> Aim of the task
Copy out exactly the lines below that run from the one holding "Query: fish eye" to the one holding "Task — for every instance of the coral", keeping both of those lines and no others.

Point-per-instance localization data
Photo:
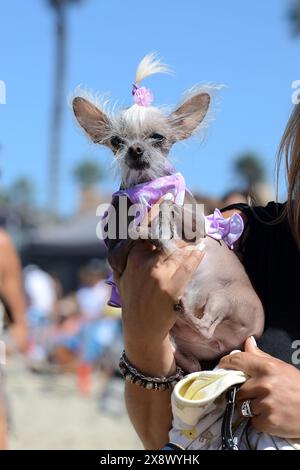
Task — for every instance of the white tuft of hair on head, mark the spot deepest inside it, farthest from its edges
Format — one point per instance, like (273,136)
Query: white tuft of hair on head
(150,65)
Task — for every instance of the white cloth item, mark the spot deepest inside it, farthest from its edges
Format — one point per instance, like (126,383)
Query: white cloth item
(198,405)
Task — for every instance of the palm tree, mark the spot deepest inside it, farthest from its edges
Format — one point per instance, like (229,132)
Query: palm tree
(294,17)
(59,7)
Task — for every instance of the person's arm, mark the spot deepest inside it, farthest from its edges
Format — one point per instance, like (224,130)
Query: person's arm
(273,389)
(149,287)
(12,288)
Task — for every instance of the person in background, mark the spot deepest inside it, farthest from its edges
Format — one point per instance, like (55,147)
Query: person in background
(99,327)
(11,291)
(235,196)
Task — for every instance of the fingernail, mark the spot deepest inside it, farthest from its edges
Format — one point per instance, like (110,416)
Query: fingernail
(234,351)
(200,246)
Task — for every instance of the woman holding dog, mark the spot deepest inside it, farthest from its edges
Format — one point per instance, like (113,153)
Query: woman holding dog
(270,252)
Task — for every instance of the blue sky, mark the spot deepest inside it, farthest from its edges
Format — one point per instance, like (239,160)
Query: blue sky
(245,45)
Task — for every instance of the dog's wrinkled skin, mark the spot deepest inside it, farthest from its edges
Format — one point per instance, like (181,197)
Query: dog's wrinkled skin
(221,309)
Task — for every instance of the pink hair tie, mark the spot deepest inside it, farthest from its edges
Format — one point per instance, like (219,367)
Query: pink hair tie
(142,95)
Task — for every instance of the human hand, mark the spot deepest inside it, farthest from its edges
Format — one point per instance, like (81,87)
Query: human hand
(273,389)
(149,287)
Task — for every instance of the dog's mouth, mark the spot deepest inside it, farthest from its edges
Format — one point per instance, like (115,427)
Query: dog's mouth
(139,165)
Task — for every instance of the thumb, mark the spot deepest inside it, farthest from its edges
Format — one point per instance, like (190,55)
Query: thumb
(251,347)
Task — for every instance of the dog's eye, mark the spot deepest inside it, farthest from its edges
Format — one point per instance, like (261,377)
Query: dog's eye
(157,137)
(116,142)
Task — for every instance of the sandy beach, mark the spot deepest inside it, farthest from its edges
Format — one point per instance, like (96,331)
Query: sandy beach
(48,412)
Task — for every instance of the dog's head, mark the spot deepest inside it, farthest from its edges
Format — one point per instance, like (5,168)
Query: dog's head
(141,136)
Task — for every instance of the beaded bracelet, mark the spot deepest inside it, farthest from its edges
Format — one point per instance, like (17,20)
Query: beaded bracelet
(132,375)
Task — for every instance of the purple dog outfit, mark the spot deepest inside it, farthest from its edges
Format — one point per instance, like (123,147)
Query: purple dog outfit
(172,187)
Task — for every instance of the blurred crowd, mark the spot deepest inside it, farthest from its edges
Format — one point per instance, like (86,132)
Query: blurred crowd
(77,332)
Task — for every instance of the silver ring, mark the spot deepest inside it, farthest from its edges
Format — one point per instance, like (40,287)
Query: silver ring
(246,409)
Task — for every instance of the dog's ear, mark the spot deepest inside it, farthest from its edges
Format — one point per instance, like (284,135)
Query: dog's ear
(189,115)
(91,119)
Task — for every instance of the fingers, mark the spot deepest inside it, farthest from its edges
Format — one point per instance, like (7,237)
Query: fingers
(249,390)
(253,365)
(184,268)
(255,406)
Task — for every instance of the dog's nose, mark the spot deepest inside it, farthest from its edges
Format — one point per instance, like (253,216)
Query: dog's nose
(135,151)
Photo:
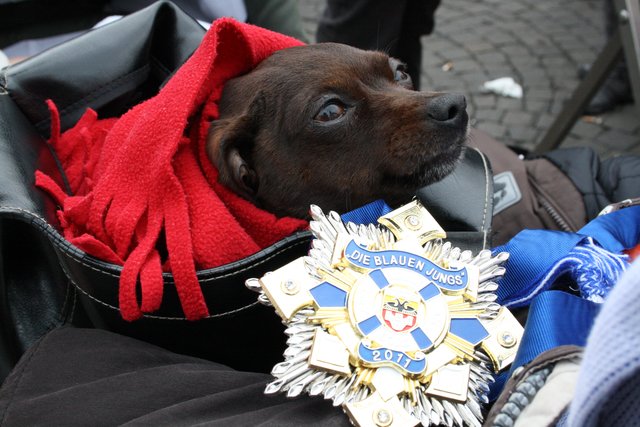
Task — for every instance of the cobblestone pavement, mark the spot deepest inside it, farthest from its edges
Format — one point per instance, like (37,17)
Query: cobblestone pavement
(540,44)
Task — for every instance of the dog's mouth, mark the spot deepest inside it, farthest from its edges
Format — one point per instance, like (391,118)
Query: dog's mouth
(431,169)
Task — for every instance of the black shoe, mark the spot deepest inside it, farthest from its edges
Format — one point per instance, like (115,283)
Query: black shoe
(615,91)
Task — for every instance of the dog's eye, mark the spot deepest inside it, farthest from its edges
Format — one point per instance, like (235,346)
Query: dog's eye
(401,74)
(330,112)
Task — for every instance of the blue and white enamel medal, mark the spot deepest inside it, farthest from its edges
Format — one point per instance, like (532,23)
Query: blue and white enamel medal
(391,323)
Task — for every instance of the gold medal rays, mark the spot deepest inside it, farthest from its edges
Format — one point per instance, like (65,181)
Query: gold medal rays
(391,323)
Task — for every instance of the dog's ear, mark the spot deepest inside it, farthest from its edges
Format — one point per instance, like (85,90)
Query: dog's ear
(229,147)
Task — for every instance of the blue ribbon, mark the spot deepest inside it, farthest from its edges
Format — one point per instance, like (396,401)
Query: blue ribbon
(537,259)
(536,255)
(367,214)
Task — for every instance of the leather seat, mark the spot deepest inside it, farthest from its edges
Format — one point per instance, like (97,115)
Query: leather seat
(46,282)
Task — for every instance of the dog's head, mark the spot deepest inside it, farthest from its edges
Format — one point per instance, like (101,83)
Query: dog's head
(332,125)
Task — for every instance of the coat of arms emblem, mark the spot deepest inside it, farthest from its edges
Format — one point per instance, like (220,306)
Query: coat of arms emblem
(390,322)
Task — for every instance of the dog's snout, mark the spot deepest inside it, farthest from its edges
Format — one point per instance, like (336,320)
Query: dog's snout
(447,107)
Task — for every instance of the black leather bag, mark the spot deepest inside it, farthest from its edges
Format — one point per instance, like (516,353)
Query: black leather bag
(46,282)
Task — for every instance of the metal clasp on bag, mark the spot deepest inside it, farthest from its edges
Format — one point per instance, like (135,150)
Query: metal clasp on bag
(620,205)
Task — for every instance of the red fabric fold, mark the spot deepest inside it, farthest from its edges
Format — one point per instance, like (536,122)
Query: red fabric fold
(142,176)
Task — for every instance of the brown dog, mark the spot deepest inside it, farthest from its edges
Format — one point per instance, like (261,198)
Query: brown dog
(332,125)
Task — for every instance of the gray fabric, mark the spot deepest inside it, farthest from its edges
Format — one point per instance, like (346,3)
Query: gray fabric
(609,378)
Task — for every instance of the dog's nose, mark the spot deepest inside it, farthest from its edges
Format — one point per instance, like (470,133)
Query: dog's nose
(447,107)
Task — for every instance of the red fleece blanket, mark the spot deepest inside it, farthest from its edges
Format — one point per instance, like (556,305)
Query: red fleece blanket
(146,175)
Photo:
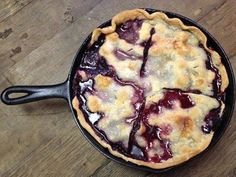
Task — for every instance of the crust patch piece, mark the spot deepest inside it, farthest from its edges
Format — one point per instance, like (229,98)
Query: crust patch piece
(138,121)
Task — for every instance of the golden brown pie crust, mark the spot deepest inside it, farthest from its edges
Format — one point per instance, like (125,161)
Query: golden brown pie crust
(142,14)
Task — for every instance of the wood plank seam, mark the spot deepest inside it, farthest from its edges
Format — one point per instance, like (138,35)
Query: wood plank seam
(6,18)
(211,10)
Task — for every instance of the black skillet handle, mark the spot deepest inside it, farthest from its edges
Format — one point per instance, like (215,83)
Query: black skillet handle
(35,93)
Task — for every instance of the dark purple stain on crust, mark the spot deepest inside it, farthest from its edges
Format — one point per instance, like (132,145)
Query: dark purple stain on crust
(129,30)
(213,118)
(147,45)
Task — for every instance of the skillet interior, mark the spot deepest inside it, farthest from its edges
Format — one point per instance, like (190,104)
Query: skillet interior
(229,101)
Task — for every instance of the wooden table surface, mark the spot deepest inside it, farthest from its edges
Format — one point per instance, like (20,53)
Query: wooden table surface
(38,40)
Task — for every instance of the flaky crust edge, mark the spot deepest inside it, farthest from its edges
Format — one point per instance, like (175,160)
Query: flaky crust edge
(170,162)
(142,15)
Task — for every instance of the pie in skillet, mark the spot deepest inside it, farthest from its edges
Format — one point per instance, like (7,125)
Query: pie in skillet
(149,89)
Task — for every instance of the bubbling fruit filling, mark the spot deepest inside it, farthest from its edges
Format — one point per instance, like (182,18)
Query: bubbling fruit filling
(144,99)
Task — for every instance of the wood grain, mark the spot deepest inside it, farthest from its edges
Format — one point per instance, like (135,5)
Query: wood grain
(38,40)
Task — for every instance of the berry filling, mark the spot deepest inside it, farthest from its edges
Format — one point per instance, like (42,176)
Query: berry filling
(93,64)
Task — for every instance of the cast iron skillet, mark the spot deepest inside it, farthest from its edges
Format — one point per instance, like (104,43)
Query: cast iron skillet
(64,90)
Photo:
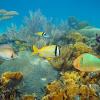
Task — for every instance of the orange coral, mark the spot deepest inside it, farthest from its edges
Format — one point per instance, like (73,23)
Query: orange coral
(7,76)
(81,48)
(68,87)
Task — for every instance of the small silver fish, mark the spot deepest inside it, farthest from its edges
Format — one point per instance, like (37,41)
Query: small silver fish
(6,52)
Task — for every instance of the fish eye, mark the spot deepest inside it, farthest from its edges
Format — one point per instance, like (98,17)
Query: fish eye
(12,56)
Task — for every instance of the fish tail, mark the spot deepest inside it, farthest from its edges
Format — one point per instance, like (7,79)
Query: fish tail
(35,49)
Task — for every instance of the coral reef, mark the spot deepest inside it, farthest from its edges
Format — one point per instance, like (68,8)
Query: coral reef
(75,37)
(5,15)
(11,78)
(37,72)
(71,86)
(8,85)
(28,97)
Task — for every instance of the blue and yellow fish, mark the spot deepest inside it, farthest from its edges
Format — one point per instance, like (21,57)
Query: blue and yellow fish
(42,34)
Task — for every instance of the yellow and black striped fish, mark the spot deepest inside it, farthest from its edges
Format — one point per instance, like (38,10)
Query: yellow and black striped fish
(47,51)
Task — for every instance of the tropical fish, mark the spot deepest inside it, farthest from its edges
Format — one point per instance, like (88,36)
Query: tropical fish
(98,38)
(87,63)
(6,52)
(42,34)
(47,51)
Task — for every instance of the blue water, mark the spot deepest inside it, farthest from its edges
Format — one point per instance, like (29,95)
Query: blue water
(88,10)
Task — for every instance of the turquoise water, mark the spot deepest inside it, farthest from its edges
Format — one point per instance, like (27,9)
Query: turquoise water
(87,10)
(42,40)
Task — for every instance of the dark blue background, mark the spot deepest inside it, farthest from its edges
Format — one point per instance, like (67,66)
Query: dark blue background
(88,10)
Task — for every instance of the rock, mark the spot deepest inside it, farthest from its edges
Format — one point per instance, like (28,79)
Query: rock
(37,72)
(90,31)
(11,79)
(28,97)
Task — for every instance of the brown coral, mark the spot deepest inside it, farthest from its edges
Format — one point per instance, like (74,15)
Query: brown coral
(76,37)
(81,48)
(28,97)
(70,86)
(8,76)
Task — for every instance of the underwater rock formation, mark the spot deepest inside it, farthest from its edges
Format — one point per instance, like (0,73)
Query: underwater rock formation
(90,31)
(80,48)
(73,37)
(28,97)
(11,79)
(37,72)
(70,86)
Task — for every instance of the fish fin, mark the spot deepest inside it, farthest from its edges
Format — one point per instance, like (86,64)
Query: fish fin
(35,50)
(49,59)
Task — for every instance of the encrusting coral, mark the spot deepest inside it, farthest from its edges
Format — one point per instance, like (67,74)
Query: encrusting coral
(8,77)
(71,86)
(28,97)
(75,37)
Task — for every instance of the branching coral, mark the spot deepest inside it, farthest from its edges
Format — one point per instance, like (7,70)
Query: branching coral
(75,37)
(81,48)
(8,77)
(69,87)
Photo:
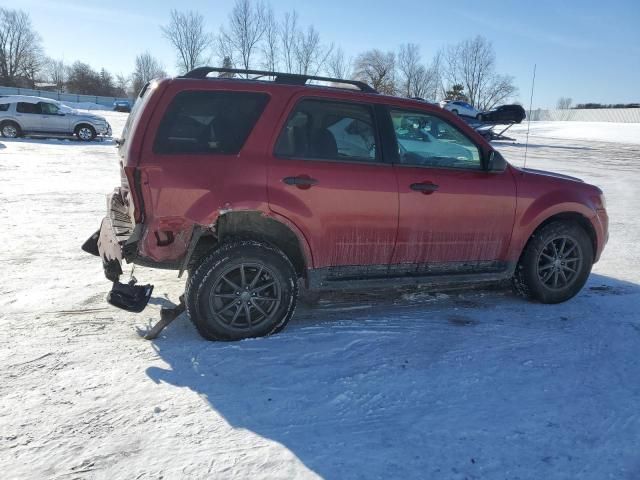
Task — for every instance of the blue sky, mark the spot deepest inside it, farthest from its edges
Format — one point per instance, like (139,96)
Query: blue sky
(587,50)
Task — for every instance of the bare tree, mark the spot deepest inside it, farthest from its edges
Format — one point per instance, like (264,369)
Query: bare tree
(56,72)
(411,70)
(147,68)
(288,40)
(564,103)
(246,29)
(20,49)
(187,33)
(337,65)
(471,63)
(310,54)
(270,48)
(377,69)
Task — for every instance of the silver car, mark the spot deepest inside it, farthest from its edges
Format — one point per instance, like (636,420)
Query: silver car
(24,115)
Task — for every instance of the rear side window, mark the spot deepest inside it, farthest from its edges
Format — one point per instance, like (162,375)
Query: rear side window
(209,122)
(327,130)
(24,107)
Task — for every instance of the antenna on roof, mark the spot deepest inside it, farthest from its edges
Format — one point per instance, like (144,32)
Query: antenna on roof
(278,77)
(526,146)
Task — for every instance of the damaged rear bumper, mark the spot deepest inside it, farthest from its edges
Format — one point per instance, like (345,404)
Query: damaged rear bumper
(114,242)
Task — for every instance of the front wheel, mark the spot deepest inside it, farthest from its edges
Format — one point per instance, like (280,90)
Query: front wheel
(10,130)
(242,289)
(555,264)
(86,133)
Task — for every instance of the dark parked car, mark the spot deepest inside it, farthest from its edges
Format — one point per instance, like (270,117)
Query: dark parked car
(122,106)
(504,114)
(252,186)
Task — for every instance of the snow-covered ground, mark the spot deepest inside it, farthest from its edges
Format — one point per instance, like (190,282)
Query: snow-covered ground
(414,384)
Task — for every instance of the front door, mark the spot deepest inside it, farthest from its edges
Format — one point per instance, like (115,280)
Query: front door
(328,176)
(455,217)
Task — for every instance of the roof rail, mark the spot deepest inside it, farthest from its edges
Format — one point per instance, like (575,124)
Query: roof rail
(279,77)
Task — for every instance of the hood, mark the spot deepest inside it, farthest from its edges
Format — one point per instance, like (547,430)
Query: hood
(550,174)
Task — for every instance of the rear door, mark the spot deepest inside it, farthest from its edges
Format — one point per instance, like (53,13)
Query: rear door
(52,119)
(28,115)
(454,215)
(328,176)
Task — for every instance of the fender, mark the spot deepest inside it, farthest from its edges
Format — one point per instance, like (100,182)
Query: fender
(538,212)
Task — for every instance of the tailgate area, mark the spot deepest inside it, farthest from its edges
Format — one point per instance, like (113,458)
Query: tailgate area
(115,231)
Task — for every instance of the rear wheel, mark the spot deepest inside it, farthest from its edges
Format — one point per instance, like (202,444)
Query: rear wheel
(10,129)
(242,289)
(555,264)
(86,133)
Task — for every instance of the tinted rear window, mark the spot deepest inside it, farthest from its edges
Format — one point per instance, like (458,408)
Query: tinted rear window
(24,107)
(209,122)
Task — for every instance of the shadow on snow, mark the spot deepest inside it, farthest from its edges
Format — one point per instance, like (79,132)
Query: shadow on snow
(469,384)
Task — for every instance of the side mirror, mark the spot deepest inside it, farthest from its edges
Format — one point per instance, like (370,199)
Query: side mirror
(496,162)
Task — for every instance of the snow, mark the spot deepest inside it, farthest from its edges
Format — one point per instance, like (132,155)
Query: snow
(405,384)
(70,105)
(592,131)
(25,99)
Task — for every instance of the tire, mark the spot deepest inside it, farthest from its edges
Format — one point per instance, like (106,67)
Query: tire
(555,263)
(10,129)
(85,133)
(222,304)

> Solved problem
Query: fish eye
(12,56)
Task — for every instance of the fish tail, mark the spot deepest inside it, farthest from its edges
Format — one point per instance, like (7,79)
Query: fish tail
(35,49)
Task — for every instance of the coral reef, mark the spot deepest inside it, farthest from its edges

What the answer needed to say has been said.